* _Exercise details_
Write what comes next in the passage about Peter Lorre and his film The Lost One, picking up after its final sentence.

Lorre was under surveillance by the FBI, which found narcotics during a house search, and he ended up as one of 200 celebrities on the so-called grey lists (“Stalin’s stars”), which Myron Coureval Fagan, another anti-Semite working in Hollywood, had been compiling and constantly updating since 1949.
Being on these lists did not mean a ban on employment, but could—as in Lorre’s case—lead to a noticeable decline in role offers. Financial losses and observation by the FBI, as well as the omnipresent possibility of denunciations, also made America increasingly unattractive for Lorre. But he turned down Brecht’s offer to follow him to East Berlin to resume the work they had once done together and “revolutionize” the theater. Instead Lorre went to West Germany and devoted himself to realizing his own major film project: The Lost One (Der Verlorene), where he both starred, and for the only time in his career, directed.
In the film, after the Second World War, two physicians who made careers under National Socialism and share a common history of guilt meet by chance while working in a resettlement camp under new names. They react in opposite ways to their country’s recent history: one is weak, broken, full of self-loathing and existential fear (Rothe, played by Lorre); the other, named Hösch, is still very much a “Herrenmensch“. Hösch has no sympathy for Rothe’s feelings of guilt, is proud of his own actions and wants to leave the past behind. At the end of the film, Rothe shoots Hösch and then commits suicide by walking onto a railway track and being run over by a train.
The Lost One is agonizingly haunting and yet distanced at the same time. It documents and demonstrates; there is not a trace of melodrama. There are none of the usual patterns found in films dealing with National Socialism before and after. There is no heroic resistance struggle, no purified follower, no touching victim story that invites empathy, no swastikas, marching boots or waving seas of flags that reproduce the aesthetics of National Socialism.

* _Study material_
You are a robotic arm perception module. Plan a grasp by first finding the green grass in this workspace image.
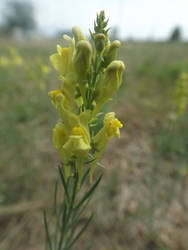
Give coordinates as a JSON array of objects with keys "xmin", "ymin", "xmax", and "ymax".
[{"xmin": 0, "ymin": 41, "xmax": 188, "ymax": 250}]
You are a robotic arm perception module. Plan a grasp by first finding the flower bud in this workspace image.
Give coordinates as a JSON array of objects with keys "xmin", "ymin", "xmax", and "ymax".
[
  {"xmin": 103, "ymin": 40, "xmax": 121, "ymax": 66},
  {"xmin": 72, "ymin": 26, "xmax": 87, "ymax": 44},
  {"xmin": 95, "ymin": 33, "xmax": 106, "ymax": 52},
  {"xmin": 50, "ymin": 45, "xmax": 70, "ymax": 76},
  {"xmin": 73, "ymin": 40, "xmax": 92, "ymax": 80}
]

* _Written response_
Lorre’s film is idiosyncratic and unwieldy, even implacable, in that it knows only two options for those involved: suicide or execution (as retribution beyond the law). It could hardly be more ruthless towards the needs of the Germans in the post-war years and beyond. Not only the major but also the minor perpetrators, the tolerators of great crimes, have forfeited the right to continue living if they lack all insight and remorse.
The Lost One premiered on 7 September 1951. After just ten days, the film disappeared from cinemas and into temporary oblivion. Although it was well received by some critics, the audience reacted with incomprehension for the most part; the press slated Lorre and his film—how dare a returnee who had no idea about the local situation tell the Germans about National Socialism and guilt!
Lorre returned to Hollywood utterly disappointed. However, luck got a hold of him again in the Dream Factory. He played alongside the Marx Brothers, Buster Keaton, and Jerry Lewis, and danced and sang with Fred Astaire. He particularly enjoyed making horror comedies for American International Pictures in the years 1962-1964 with Vincent Price and Boris Karloff under the direction of Roger Corman.
Peter Lorre died on March 23, 1964, of a brain hemorrhage.
This text was previously published in Casablanca – Texte zur falschen Zeit 1/2024.